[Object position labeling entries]
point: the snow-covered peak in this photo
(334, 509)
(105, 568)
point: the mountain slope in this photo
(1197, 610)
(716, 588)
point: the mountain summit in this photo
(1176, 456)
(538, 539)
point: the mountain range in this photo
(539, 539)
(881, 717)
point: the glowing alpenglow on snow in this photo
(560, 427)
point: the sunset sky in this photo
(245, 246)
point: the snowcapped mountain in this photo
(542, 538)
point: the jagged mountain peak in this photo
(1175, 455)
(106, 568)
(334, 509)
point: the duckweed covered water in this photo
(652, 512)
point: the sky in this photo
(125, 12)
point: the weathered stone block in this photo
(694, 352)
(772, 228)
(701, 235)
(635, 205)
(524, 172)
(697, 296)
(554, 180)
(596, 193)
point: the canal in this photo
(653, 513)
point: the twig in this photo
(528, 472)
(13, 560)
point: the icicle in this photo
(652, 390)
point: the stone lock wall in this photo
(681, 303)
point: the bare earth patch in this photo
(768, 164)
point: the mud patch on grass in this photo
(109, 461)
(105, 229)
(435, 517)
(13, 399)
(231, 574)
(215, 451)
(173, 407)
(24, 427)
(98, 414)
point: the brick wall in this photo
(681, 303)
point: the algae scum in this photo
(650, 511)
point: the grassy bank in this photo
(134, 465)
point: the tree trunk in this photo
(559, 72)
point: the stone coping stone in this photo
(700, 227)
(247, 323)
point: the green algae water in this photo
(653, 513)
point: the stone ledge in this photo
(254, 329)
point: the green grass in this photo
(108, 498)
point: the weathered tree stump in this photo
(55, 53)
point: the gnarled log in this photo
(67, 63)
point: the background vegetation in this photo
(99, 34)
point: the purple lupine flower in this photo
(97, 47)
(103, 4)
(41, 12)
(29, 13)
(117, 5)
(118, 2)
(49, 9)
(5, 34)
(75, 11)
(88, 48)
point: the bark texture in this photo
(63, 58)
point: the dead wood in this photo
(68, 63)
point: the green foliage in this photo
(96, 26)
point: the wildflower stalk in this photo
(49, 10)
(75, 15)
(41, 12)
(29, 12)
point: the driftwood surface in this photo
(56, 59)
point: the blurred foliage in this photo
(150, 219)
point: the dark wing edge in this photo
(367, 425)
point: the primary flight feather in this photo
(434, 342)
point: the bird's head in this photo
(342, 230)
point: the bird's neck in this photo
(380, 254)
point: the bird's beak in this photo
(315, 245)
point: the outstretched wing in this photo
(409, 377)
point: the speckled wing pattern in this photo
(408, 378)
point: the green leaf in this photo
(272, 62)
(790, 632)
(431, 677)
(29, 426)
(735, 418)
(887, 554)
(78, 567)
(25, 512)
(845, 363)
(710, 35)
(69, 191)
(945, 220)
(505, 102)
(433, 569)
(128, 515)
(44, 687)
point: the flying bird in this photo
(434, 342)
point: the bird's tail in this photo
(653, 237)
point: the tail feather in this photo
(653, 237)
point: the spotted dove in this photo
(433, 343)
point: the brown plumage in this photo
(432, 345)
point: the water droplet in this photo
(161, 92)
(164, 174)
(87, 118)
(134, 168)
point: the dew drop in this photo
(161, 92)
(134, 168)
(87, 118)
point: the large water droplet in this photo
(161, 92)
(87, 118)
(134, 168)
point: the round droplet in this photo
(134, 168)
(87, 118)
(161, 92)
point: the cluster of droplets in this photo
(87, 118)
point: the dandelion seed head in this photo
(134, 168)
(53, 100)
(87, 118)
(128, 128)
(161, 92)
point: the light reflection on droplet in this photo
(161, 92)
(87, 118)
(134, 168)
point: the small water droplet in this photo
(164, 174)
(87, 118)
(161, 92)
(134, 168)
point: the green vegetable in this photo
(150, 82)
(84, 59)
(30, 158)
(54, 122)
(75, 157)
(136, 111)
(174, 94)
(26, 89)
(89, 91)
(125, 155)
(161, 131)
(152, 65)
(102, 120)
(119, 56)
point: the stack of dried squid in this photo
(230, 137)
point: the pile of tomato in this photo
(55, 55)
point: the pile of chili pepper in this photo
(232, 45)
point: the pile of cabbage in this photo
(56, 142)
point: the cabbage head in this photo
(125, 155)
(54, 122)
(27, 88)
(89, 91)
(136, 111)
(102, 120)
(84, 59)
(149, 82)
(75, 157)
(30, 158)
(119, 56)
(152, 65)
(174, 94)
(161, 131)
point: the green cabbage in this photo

...

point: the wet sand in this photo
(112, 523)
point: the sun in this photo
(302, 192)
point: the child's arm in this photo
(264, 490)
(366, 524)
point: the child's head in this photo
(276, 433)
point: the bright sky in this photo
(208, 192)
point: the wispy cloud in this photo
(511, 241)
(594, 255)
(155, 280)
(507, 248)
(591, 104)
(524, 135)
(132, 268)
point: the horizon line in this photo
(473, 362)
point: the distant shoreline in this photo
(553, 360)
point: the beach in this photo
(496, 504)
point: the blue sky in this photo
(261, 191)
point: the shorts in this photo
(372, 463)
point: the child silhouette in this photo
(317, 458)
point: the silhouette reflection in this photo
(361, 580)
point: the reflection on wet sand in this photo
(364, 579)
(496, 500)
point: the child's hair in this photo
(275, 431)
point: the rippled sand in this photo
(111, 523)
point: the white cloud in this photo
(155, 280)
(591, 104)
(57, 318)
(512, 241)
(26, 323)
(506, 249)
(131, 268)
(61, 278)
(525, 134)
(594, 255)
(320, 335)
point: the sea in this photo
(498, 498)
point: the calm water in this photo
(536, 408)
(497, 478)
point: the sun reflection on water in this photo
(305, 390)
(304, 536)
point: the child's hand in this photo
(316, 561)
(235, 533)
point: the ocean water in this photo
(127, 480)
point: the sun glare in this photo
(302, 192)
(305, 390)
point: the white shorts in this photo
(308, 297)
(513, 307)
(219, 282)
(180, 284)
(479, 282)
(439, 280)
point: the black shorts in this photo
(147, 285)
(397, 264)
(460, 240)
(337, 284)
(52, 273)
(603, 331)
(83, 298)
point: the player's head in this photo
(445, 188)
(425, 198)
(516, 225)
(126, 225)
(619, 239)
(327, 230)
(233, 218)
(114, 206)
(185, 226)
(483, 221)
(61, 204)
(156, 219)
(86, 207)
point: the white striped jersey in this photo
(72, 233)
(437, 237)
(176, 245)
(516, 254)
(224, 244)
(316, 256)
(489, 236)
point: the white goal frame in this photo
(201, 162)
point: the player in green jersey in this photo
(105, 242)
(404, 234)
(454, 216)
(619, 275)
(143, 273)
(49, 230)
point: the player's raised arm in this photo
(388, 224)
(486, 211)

### Task
Report every line in the items that contains the word "weathered", matching case exactly.

### Full response
point: the weathered stone block in this photo
point: the weathered tree stump in this photo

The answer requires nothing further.